### [Input data]
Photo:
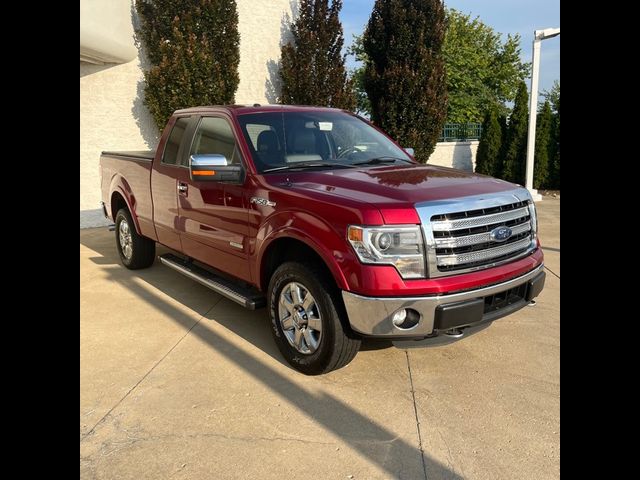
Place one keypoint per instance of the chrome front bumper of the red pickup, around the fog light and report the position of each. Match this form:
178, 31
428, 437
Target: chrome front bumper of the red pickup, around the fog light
372, 316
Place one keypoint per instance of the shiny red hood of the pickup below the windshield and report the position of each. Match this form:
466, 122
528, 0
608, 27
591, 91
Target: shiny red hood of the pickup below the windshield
394, 186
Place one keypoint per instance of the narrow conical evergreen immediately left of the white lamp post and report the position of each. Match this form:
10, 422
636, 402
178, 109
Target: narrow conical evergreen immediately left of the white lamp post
516, 142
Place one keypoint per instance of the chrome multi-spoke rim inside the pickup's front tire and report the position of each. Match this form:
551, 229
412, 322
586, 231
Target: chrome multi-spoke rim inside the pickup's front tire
300, 318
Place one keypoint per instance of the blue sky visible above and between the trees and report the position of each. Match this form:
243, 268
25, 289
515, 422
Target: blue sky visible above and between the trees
504, 16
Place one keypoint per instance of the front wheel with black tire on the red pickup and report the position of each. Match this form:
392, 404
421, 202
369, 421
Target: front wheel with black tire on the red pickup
307, 319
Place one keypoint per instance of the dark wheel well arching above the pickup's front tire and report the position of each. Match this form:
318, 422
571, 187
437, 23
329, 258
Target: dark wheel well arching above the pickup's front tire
287, 250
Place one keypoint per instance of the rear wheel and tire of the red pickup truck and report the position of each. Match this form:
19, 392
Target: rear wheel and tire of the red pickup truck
135, 250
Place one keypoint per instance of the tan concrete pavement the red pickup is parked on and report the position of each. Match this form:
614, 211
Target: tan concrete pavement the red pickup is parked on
177, 382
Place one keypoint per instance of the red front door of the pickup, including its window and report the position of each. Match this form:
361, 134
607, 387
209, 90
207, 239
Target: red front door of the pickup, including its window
213, 215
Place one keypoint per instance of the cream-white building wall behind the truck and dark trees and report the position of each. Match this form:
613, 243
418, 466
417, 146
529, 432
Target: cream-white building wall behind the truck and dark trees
112, 113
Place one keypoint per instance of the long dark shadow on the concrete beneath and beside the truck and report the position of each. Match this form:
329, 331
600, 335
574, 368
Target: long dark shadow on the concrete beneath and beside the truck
380, 446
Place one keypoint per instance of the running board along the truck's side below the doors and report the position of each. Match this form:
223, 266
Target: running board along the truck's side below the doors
245, 296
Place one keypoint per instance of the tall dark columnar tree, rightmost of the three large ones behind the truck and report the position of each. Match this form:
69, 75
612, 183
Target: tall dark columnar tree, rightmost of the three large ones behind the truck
405, 73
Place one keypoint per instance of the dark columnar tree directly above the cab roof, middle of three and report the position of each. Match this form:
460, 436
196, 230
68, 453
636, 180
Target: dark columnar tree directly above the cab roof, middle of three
312, 65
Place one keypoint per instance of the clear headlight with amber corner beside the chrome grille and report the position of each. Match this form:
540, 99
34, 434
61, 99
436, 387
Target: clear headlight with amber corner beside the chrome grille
400, 246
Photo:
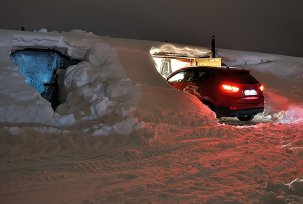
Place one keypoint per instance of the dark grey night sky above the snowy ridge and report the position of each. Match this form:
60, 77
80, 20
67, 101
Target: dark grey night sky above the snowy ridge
272, 26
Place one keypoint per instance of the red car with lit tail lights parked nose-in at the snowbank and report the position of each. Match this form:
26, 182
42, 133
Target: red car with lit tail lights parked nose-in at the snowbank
228, 91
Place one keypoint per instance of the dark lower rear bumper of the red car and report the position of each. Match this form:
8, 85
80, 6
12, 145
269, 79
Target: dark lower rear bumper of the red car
226, 112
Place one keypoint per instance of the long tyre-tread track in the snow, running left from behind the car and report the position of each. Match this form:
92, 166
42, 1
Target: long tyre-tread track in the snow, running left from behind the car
199, 141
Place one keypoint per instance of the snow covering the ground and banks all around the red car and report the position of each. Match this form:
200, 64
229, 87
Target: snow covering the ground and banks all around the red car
124, 136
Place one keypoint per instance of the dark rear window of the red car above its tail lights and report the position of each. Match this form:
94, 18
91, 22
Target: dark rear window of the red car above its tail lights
240, 77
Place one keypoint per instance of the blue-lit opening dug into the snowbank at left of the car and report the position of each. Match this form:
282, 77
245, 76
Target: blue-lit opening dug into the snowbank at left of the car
44, 70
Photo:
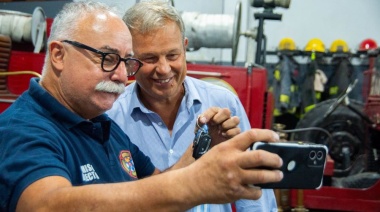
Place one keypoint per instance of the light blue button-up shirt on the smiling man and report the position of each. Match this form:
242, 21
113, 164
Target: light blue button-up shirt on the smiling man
146, 129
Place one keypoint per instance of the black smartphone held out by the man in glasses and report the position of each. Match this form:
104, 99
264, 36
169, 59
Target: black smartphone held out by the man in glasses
303, 164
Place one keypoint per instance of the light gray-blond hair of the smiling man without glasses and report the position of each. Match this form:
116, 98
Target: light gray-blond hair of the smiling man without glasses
150, 15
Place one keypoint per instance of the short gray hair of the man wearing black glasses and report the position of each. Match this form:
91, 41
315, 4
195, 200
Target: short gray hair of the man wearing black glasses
65, 24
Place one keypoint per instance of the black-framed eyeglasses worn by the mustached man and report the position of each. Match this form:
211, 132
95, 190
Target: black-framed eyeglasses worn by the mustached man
110, 61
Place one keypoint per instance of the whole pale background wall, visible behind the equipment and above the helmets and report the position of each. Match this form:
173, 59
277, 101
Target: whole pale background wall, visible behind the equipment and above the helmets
351, 20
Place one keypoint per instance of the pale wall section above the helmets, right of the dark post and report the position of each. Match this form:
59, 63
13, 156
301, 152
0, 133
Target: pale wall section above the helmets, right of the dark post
328, 20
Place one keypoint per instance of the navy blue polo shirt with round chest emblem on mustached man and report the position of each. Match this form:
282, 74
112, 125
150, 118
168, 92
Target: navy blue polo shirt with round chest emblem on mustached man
39, 137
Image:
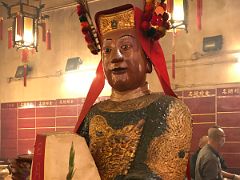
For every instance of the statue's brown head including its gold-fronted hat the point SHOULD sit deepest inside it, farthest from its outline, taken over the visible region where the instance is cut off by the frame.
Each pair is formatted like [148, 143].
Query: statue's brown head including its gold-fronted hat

### [Exercise goal]
Repeat the listing above exactly, omitting the pictures it contains.

### [Answer space]
Photo:
Place one keypoint per instance of the chrome front bumper of the red pickup, around the fog light and report the position of each. Match this form:
178, 31
428, 437
Target: chrome front bumper of the red pickup, around the fog light
372, 316
Place one keypoint per instance of the shiny red hood of the pickup below the windshield and report the position of each. Match this form:
466, 122
528, 0
608, 27
591, 91
Target: shiny red hood of the pickup below the windshield
394, 186
Place one keypoint per instance of the narrow conical evergreen immediately left of the white lamp post and report the position of each. Match this form:
10, 422
636, 402
178, 109
Target: narrow conical evergreen immediately left of the white lamp post
516, 142
Place one keypoint per instance of the chrome multi-spoke rim inside the pickup's front tire and report the position of each. Match this form:
551, 229
412, 322
586, 231
Target: chrome multi-spoke rim inside the pickup's front tire
300, 318
Place one keypoint per instance of the blue sky visible above and between the trees and report the position of each. Match this form:
243, 268
25, 289
515, 422
Target: blue sky visible above and between the trees
504, 16
Place one keypoint per instance of the front wheel with black tire on the red pickup and report the position of each. Match this form:
392, 404
421, 202
369, 421
Target: front wheel with black tire on the red pickup
307, 319
Place one keypoint per instance of the dark wheel well arching above the pickup's front tire and report the position of each. Match this form:
318, 422
571, 187
437, 23
329, 258
Target: dark wheel well arching above the pickup's front tire
287, 250
Place one keypoint per instance of the rear wheel and tire of the red pickup truck and report the position of each. Match this form:
19, 392
Target: rear wheel and tire of the red pickup truck
135, 250
Place one keypoint per instance of the tan concrete pavement the red pickup is parked on and report the position of each. Match this form:
614, 211
Target: tan concrete pavement the red pickup is parked on
177, 382
Place one keypoint per instance of the red front door of the pickup, including its window and report the position of each. Match this form:
361, 134
607, 387
209, 90
207, 239
Target: red front door of the pickup, including its window
213, 215
Place one keypoint per instance of the cream-white building wall behind the truck and dark trees and report the position of each. Match this form:
613, 243
418, 466
417, 146
529, 432
Target: cream-white building wall behind the truck and dark trees
112, 113
Place one keypoint per instance of the long dark shadow on the concrete beneath and beside the truck and report the position of each. Match this form:
329, 331
600, 335
574, 368
Target: long dark shadow on the concrete beneath and beside the truck
380, 446
Place one keypoint per instance of the running board along the truck's side below the doors and report the position of each. Match this form:
223, 266
Target: running board along the truck's side below the doors
245, 296
Place one keypoint per instance of the tall dark columnar tree, rightmost of the three large ones behind the truck and report the position of each. Match this form:
69, 75
612, 183
Target: tall dark columnar tree, rightmost of the three large ones behind the truck
405, 73
Place one keypoint per instance of the dark columnar tree directly above the cab roof, middle of three and report the position of each. Match this form:
460, 436
196, 230
68, 453
636, 180
Target: dark columnar tree directly above the cab roof, middle of three
312, 65
Place one keypoint per instance of the clear headlight with amber corner beside the chrome grille and report the position of each. Match this form:
540, 99
34, 434
61, 99
436, 387
Target: clear headlight with amber corner beside the chrome grille
400, 246
Photo:
Place one keypoint per instance of the dark grey night sky above the snowy ridge and report the position of each. Match this form:
60, 77
80, 20
67, 101
Target: dark grey night sky above the snowy ridge
272, 26
Place one keypoint per instance of the red car with lit tail lights parked nose-in at the snowbank and report the position of each. Match this form:
26, 182
42, 133
Target: red car with lit tail lights parked nose-in at the snowbank
228, 91
Place one keypoint per instance of the dark lower rear bumper of the red car and report the position of each. Match this form:
8, 85
80, 6
12, 145
269, 79
Target: dark lower rear bumper of the red car
226, 112
Place one keypoint per instance of the long tyre-tread track in the snow, running left from behind the car and report the position of each. Match this form:
92, 166
42, 1
Target: long tyre-tread track in the snow, running left from behind the car
199, 141
Place one keypoint per instance of the snow covering the ground and banks all around the red car and report the position of each. Match this form:
200, 64
229, 87
Target: snow covering the ground and banks all around the red car
124, 136
Place one keypoint per instance of the dark rear window of the red car above its tail lights and report the position of each. Match this form:
94, 18
91, 22
Target: dark rear window of the red car above its tail lights
240, 77
Place one keypoint per instance of the blue-lit opening dug into the snowbank at left of the car and report the position of each. Match this form:
282, 77
245, 76
Target: blue-lit opening dug into the snowbank at left of the car
44, 70
Photo:
Place one keypoint per instance of the light blue button-up shirt on the smiling man and report the position of each. Match this form:
242, 21
113, 164
Target: light blue button-up shirt on the smiling man
146, 129
Place one keypoint per instance of the black smartphone held out by the man in glasses and report the position of each. Match this form:
104, 99
264, 36
169, 59
Target: black smartphone held out by the man in glasses
303, 164
Place one keypoint per instance of the light gray-blond hair of the smiling man without glasses and report the position of each. Match this form:
116, 98
Target: light gray-blond hair of the smiling man without glasses
150, 15
Place one keypoint per instance of the short gray hair of the man wearing black glasses and report the position of each. Match this form:
91, 41
315, 4
195, 200
Target: short gray hair of the man wearing black glasses
65, 24
Place one keypoint per instance of the black-framed eyeglasses worn by the mustached man and report the position of each. Match this form:
211, 132
95, 190
Target: black-framed eyeglasses worn by the mustached man
110, 61
Place one keypoint per instance of the whole pale background wall, visible behind the equipment and above the helmets and report the position of each. Match this form:
173, 59
277, 101
Target: whole pale background wall, visible behind the equipment and above the helmets
351, 20
Place one keypoint per instance of the pale wall section above the helmets, right of the dark post and report the position of each. Match this form:
59, 63
13, 156
301, 152
0, 133
Target: pale wall section above the helmets, right of the dark post
328, 20
Place one keypoint per instance of the navy blue polo shirt with round chest emblem on mustached man and report the position of each. Match this form:
282, 74
112, 125
150, 118
168, 92
Target: navy blue polo shirt with round chest emblem on mustached man
39, 137
Image:
For every instance of the statue's brown head including its gold-fronted hat the point SHOULD sit deepest inside it, farthest from its outline, taken over the visible region where the instance is cut off by the frame.
Each pair is formatted like [148, 143].
Query: statue's brown head including its gold-fronted hat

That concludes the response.